▶ _Given task 1_:
Reproduce the stretch of the PTFE modification text from "Modification of PTFE" through "acetone and dried.".

▶ _Source extract_:
-----
The PTFE powder thus modified was reacted with TPU in the melt in a laboratory kneader. After the separation of the soluble TPU constituents, it was possible to detect by means of infrared spectroscopy chemically coupled TPU, which could not be separated from the PTFE by dissolution.

The PTFE powder thus modified was further reacted in the melt in a laboratory kneader with PBT (1), with PET (2) and also with polyester-ester elastomer (3). After the separation of the soluble polyester constituents, in every case polyester coupled to PTFE could be detected by means of infrared spectroscopy.

The pressed materials from these tests exhibited tribologically very low friction coefficients, comparable to pure PTFE, and a very good wear resistance compared to the pure base materials not modified with PTFE.

EXAMPLE 13

Modification of PTFE emulsion polymer with MDI (4,4′-Diphenylmethane diisocyanate)

In a liter flask 100 g of the PTFE emulsion polymer (TF 2025 from Dyneon, freshly irradiated with 500 kGy in the presence of atmospheric oxygen) is tempered so that primarily —COOH groups are present, dispersed/stirred in 500 ml NMP (N-methyl pyrrolidone), degassed and rinsed with high-purity nitrogen. 20 g MDI is added and stirred for 8 hours at 200° C., then 10 g ε-caprolactam is added to block the free isocyanate groups. The solid product is separated and washed first with DMAc and then with acetone and dried.

• • (a) 30% by weight of the modified PTFE powder is reacted with TPU in melt in a laboratory kneader and subsequently the soluble TPU is separated.

In addition to the PTFE absorptions, TPU was also detected on the insoluble constituent by means of infrared spectroscopy.

• • The tribological examinations yielded very low friction coefficients, comparable to pure PTFE, and a very good wear resistance compared to the pure base material not modified with PTFE.
  • (b) The modified PTFE powder is dispersed in NMP and stirred with MDI and trimellitic acid anhydride according to a known method to polyamide imide synthesis (PAI) first for four hours at 140° C. and then another 8 hours at 180° C. exposed to nitrogen and with reflux cooling. After the separation of the soluble PAI constituents, it was possible to detect PAI chemically coupled to the PTFE residue.

The tribological examinations yielded very low friction coefficients, comparable to pure PTFE, and a very good wear resistance compared to the pure PAI not modified with PTFE.
-----
▶ _Pointing entries for named objects_:
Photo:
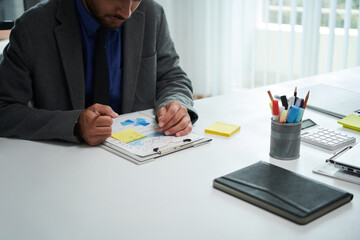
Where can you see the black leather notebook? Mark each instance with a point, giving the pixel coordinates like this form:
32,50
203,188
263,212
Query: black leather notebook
285,193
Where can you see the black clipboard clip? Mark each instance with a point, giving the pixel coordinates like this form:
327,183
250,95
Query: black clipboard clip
331,159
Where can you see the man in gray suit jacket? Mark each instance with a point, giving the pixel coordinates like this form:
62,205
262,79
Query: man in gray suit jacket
42,75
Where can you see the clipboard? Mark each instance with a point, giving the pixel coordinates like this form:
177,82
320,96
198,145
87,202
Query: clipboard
153,145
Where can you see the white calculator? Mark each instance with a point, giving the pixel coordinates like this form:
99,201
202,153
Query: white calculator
324,138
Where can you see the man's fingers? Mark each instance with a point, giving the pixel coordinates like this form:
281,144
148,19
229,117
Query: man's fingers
103,121
179,126
166,114
184,132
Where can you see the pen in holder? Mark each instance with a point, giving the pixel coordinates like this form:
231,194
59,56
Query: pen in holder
285,140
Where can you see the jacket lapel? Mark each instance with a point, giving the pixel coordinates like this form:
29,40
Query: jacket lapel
69,43
133,34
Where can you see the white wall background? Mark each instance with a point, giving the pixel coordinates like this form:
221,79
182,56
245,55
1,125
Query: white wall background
224,44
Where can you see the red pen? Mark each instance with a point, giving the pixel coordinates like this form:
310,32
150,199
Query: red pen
276,110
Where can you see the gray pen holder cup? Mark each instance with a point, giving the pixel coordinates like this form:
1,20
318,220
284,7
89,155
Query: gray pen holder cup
285,140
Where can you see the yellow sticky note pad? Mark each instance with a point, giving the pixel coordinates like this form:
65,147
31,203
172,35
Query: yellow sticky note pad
128,135
352,121
222,129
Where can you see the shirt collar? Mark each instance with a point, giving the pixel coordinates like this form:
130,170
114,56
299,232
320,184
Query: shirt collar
87,21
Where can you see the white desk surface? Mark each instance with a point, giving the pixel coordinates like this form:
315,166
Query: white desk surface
52,190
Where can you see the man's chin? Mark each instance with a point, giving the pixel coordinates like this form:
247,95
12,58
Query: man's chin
113,23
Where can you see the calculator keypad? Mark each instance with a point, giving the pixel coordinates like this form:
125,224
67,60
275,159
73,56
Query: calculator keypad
326,138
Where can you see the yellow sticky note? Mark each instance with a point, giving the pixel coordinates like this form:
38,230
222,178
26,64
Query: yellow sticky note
352,121
222,129
128,135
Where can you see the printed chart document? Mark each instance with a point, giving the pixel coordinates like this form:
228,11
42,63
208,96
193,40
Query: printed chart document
135,137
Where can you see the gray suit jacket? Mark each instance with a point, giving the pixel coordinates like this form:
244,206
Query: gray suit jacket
42,89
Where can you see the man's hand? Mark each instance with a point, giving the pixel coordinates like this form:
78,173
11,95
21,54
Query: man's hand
174,119
94,124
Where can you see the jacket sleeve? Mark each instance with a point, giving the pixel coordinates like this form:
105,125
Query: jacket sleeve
172,82
18,118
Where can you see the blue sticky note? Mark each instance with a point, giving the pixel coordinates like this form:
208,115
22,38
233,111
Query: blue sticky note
127,122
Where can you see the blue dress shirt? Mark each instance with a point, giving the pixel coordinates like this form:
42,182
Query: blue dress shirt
89,27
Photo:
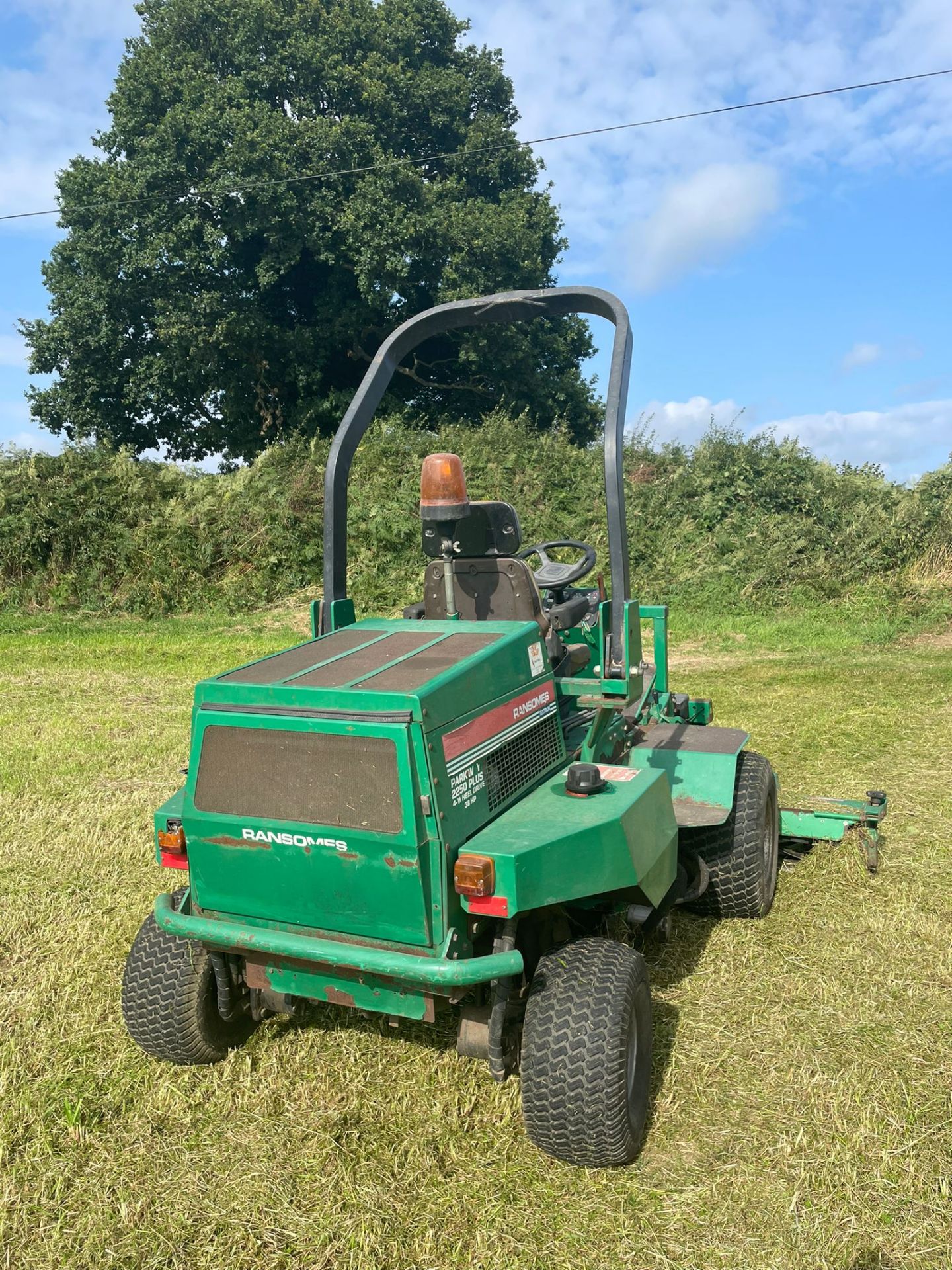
-----
▶ _Given task 2_:
Pick out each line of the listing that contains the word "collar".

▶ _Task answer 1_:
Modification of PTFE emulsion polymer with MDI (4,4′-Diphenylmethane diisocyanate)

In a liter flask 100 g of the PTFE emulsion polymer (TF 2025 from Dyneon, freshly irradiated with 500 kGy in the presence of atmospheric oxygen) is tempered so that primarily —COOH groups are present, dispersed/stirred in 500 ml NMP (N-methyl pyrrolidone), degassed and rinsed with high-purity nitrogen. 20 g MDI is added and stirred for 8 hours at 200° C., then 10 g ε-caprolactam is added to block the free isocyanate groups. The solid product is separated and washed first with DMAc and then with acetone and dried.

▶ _Task answer 2_:
Where can you see the shirt collar? Mark each instance with a point, giving the pixel coordinates like this form:
Query: shirt collar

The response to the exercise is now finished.